## [TEXT PROVIDED]
-- START --
Hanging A responsible hangman took great pride in his work and he did everything possible to insure the hanging went without any unnecessary pain and suffering.

Hanging Old West True West Magazine
George Maledon, the Prince of Hangman.

A few years ago I received a question about the science of hanging and whether or not there was such a thing as a “traveling hangman.”

The mythical version of a traveling hangman probably never existed as there weren’t enough hangings to make a living at it.  George Maledon of Judge Parker’s court in Ft. Smith hanged at least 60 but he was an exception. A responsible hangman took great pride in his work and he did everything possible to insure the hanging went without any unnecessary pain and suffering.

Early hanging condemned hands were bound behind him and a hood placed over head then a noose around his neck and he was either drawn up or support was taken from under his feet.  The method was supposed to break the neck and crush the spinal cord as close to the base of the skull as possible. Best place was the 2nd cervical vertebra, just below the skull.

The hangman’s rope needed to be the strongest available, which was hemp. The diameter was critical; too thick a rope would have a cushioning effect and fail to snap the neck; too thin a rope could cut the throat or even decapitate.

The ideal rope was 1 ½ ”.  It also needed to be supple since a stiff, new rope didn’t knot well and sometimes kinked which resulted in a series of jerks as the condemned dropped. It was prepared by soaking in water until it was sodden, tying it to a high point and suspending a weight at the other end and allow to air dry. Next, it he would soften it by applying melted tallow, or soap.
-- END --
## [GIVEN INFORMATION]
-- START --
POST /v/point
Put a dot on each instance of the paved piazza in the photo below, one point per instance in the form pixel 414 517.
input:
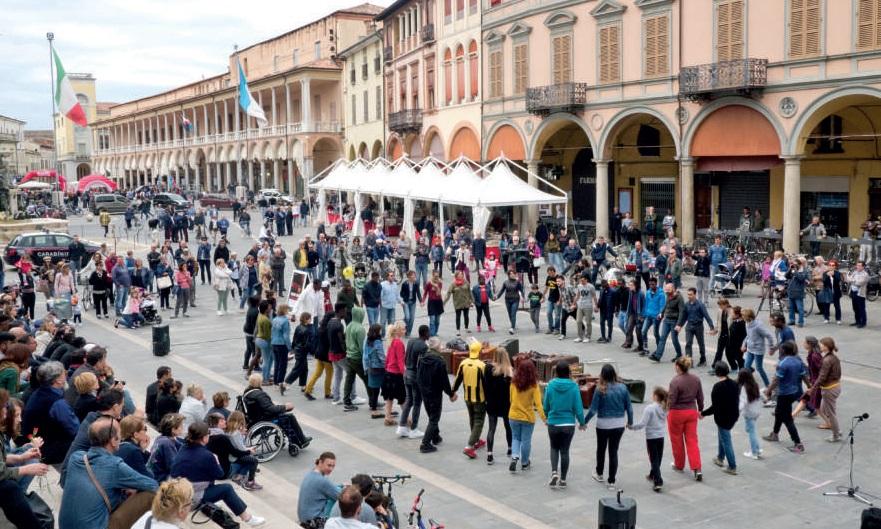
-- END --
## [WORK REQUIRED]
Reproduce the passage of the Old West hanging article from "The ideal rope" up to and including "tallow, or soap.".

## [THE ANSWER]
The ideal rope was 1 ½ ”.  It also needed to be supple since a stiff, new rope didn’t knot well and sometimes kinked which resulted in a series of jerks as the condemned dropped. It was prepared by soaking in water until it was sodden, tying it to a high point and suspending a weight at the other end and allow to air dry. Next, it he would soften it by applying melted tallow, or soap.